■ Work to do
Please repeat the items from the line containing "Draw the outline of every instance of the white" through the line containing "151 81 L 152", inclusive, changing "white plastic bag" to "shopping bag" and leaving everything else unchanged. Omit the pictures from your answer.

■ Listing
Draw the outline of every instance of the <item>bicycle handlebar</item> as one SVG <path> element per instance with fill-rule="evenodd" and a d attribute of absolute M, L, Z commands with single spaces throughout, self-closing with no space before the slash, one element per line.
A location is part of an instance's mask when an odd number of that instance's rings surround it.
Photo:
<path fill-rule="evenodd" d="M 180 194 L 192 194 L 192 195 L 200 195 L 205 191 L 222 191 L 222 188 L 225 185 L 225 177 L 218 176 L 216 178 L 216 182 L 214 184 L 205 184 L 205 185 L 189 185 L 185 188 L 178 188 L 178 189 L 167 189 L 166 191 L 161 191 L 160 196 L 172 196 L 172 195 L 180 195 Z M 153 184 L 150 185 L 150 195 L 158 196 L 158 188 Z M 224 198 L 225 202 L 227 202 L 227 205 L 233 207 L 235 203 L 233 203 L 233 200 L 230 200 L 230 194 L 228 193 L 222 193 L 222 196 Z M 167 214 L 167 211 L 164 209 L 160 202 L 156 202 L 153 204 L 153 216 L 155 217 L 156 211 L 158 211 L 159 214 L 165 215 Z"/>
---
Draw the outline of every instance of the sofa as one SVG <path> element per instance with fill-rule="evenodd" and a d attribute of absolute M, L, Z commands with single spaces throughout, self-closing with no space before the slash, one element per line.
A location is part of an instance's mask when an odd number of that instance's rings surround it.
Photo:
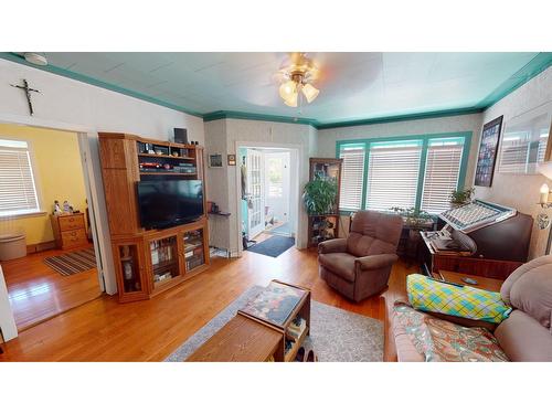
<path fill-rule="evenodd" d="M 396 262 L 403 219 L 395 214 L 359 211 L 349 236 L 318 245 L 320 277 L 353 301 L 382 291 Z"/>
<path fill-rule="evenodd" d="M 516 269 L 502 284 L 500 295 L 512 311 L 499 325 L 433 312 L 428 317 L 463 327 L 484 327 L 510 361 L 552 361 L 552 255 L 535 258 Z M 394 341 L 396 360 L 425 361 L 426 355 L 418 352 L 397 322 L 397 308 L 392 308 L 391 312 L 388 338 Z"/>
==
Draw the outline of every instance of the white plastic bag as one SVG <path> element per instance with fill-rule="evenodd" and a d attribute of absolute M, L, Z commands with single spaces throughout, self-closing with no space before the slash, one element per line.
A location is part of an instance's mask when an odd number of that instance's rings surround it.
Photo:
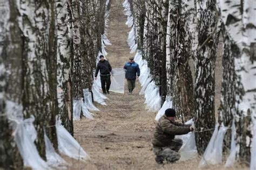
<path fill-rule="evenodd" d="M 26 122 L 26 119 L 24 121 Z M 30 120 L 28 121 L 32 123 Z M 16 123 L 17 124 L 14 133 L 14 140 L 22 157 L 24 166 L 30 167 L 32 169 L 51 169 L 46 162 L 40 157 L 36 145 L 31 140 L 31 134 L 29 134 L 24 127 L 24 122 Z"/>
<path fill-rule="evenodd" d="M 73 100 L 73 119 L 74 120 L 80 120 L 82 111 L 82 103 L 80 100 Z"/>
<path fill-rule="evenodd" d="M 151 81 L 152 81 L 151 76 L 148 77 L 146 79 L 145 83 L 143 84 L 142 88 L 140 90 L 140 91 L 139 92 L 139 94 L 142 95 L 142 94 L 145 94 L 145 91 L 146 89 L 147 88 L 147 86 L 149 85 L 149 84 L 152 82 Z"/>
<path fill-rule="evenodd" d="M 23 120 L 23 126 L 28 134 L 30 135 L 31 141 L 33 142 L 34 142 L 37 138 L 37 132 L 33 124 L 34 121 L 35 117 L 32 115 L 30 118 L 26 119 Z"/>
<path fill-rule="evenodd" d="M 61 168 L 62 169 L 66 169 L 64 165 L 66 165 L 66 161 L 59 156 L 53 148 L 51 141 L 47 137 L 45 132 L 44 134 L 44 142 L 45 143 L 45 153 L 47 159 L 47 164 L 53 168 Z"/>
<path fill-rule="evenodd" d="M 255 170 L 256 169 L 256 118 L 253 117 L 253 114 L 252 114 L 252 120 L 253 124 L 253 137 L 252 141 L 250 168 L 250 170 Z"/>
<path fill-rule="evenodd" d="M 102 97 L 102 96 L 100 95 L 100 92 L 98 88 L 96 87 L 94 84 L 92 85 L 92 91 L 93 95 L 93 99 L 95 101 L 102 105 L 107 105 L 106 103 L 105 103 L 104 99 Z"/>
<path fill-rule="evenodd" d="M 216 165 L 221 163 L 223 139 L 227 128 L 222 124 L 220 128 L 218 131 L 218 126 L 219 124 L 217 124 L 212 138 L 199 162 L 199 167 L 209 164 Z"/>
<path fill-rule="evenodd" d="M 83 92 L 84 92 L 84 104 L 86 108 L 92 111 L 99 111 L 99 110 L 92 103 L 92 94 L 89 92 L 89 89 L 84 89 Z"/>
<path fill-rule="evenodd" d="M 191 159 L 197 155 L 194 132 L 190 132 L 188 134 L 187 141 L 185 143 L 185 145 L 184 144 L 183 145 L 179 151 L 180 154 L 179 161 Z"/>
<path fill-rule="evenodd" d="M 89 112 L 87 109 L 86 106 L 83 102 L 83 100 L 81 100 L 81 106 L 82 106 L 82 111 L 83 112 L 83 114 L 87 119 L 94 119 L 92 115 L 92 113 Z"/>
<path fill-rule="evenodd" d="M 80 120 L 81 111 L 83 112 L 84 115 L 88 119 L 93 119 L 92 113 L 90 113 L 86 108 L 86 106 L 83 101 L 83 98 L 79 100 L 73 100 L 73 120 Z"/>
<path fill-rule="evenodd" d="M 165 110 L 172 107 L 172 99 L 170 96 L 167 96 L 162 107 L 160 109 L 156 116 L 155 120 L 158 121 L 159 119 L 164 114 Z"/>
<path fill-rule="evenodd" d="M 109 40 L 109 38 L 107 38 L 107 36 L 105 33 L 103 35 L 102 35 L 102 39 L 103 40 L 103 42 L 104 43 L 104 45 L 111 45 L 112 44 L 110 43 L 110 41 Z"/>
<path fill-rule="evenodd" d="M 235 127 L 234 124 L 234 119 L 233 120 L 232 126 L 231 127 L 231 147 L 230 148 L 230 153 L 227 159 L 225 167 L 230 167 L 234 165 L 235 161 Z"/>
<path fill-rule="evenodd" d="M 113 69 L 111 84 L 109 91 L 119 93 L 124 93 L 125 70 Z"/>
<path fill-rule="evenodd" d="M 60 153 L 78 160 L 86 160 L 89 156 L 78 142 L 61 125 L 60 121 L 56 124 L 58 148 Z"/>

■ Completed task
Draw the outline of every instance of the shopping bag as one SVG <path> element per instance with fill-rule="evenodd" and a d attribute of absolute M, L, Z commands with single spaces throughout, self-closing with no space before the slash, one element per line.
A location is part of an instance's mask when an odd number of that instance's rings surround it.
Photo:
<path fill-rule="evenodd" d="M 26 122 L 26 119 L 24 121 Z M 30 120 L 28 121 L 32 123 Z M 16 123 L 17 124 L 14 133 L 14 140 L 22 157 L 24 166 L 30 167 L 32 169 L 51 169 L 46 162 L 40 157 L 36 145 L 31 140 L 31 134 L 29 134 L 24 127 L 24 122 Z"/>
<path fill-rule="evenodd" d="M 73 100 L 73 119 L 74 120 L 80 120 L 82 111 L 82 103 L 80 100 Z"/>
<path fill-rule="evenodd" d="M 151 81 L 152 81 L 151 76 L 148 77 L 146 79 L 145 83 L 143 84 L 142 88 L 140 90 L 140 91 L 139 92 L 139 94 L 142 95 L 142 94 L 145 94 L 145 91 L 146 89 L 147 88 L 147 86 L 149 85 L 149 84 L 152 82 Z"/>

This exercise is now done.